**Exercise brief:**
Reproduce the listing below with every occurrence of "bounding box" changed to "enclosing rectangle" and nothing else altered.
☆ ☆ ☆ ☆ ☆ ☆ ☆
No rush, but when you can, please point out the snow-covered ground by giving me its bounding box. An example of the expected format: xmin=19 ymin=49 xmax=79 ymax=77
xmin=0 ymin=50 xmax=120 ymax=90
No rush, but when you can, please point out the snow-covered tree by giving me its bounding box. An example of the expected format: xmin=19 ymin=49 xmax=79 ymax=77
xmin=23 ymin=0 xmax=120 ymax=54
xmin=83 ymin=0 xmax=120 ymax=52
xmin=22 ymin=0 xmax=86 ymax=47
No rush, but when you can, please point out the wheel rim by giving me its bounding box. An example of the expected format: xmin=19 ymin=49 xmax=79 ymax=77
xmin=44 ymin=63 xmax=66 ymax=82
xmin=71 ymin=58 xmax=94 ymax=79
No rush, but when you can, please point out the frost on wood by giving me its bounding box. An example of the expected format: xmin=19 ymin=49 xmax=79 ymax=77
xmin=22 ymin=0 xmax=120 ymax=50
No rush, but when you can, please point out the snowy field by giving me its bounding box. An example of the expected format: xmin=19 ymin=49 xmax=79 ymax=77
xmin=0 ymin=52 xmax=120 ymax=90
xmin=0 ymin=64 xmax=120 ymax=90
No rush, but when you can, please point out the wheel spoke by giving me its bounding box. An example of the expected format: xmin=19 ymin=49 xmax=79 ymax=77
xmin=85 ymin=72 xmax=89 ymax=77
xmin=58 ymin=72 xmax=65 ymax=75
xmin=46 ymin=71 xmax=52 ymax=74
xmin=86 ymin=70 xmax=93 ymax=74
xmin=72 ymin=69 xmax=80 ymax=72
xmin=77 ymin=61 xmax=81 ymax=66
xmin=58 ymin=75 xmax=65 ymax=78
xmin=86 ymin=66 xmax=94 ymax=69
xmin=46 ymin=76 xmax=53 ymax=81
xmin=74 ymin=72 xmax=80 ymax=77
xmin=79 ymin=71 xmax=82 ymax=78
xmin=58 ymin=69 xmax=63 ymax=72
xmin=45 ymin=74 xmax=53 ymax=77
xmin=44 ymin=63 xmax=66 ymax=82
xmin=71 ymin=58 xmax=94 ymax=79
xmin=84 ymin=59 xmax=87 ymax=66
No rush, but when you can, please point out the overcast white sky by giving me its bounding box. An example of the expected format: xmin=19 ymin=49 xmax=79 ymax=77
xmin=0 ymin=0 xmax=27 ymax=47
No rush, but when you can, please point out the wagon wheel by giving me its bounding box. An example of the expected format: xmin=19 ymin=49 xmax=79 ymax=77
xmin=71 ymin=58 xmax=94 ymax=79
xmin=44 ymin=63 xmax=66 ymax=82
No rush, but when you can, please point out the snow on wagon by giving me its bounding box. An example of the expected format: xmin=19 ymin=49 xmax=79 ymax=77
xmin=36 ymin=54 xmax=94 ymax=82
☆ ☆ ☆ ☆ ☆ ☆ ☆
**Task answer:**
No rush, but when you can, please point out the snow-covered ground by giving me its enclosing rectangle. An example of the expected format: xmin=19 ymin=49 xmax=79 ymax=77
xmin=0 ymin=50 xmax=120 ymax=90
No rush, but when you can, please point out the snow-covered tree by giving me its enclosing rectangle. An example of the expected format: xmin=19 ymin=49 xmax=79 ymax=77
xmin=23 ymin=0 xmax=120 ymax=54
xmin=83 ymin=0 xmax=120 ymax=52
xmin=22 ymin=0 xmax=86 ymax=47
No rush, but when you can, please point out the wheel rim by giving me its enclosing rectangle. An example of the expected format: xmin=19 ymin=49 xmax=79 ymax=77
xmin=44 ymin=63 xmax=66 ymax=82
xmin=71 ymin=58 xmax=94 ymax=79
No rush, but when you can, please point out the frost on wood by giving me its enclosing rectangle. An example of the expected format: xmin=19 ymin=49 xmax=79 ymax=77
xmin=22 ymin=0 xmax=120 ymax=50
No rush, but when you can, please point out the snowy field by giving me its enclosing rectangle. An example of the expected format: xmin=19 ymin=49 xmax=79 ymax=77
xmin=0 ymin=52 xmax=120 ymax=90
xmin=0 ymin=64 xmax=120 ymax=90
No rush, but when you can, please point out the wheel spoke by giving me its enclosing rectangle. An example of the expected format: xmin=19 ymin=49 xmax=79 ymax=77
xmin=85 ymin=72 xmax=89 ymax=77
xmin=58 ymin=72 xmax=65 ymax=75
xmin=46 ymin=71 xmax=52 ymax=74
xmin=86 ymin=70 xmax=93 ymax=74
xmin=72 ymin=69 xmax=80 ymax=72
xmin=77 ymin=61 xmax=81 ymax=66
xmin=58 ymin=75 xmax=65 ymax=78
xmin=86 ymin=66 xmax=94 ymax=69
xmin=46 ymin=76 xmax=53 ymax=81
xmin=74 ymin=72 xmax=80 ymax=77
xmin=79 ymin=71 xmax=82 ymax=78
xmin=58 ymin=69 xmax=63 ymax=72
xmin=45 ymin=74 xmax=53 ymax=77
xmin=44 ymin=63 xmax=66 ymax=82
xmin=71 ymin=58 xmax=94 ymax=79
xmin=84 ymin=59 xmax=87 ymax=66
No rush, but when you can, please point out the overcast white sky by giving me its enclosing rectangle. An example of the expected format: xmin=19 ymin=49 xmax=79 ymax=77
xmin=0 ymin=0 xmax=27 ymax=47
No rush, but when you can, please point out the wagon wheel by giving me its enclosing rectangle. An example of the expected format: xmin=19 ymin=49 xmax=79 ymax=77
xmin=71 ymin=58 xmax=94 ymax=79
xmin=44 ymin=63 xmax=66 ymax=82
No rush, but when you can, please point out the snow on wagon by giving me its enclosing rectangle. An example of the expected format: xmin=19 ymin=49 xmax=79 ymax=77
xmin=36 ymin=54 xmax=94 ymax=82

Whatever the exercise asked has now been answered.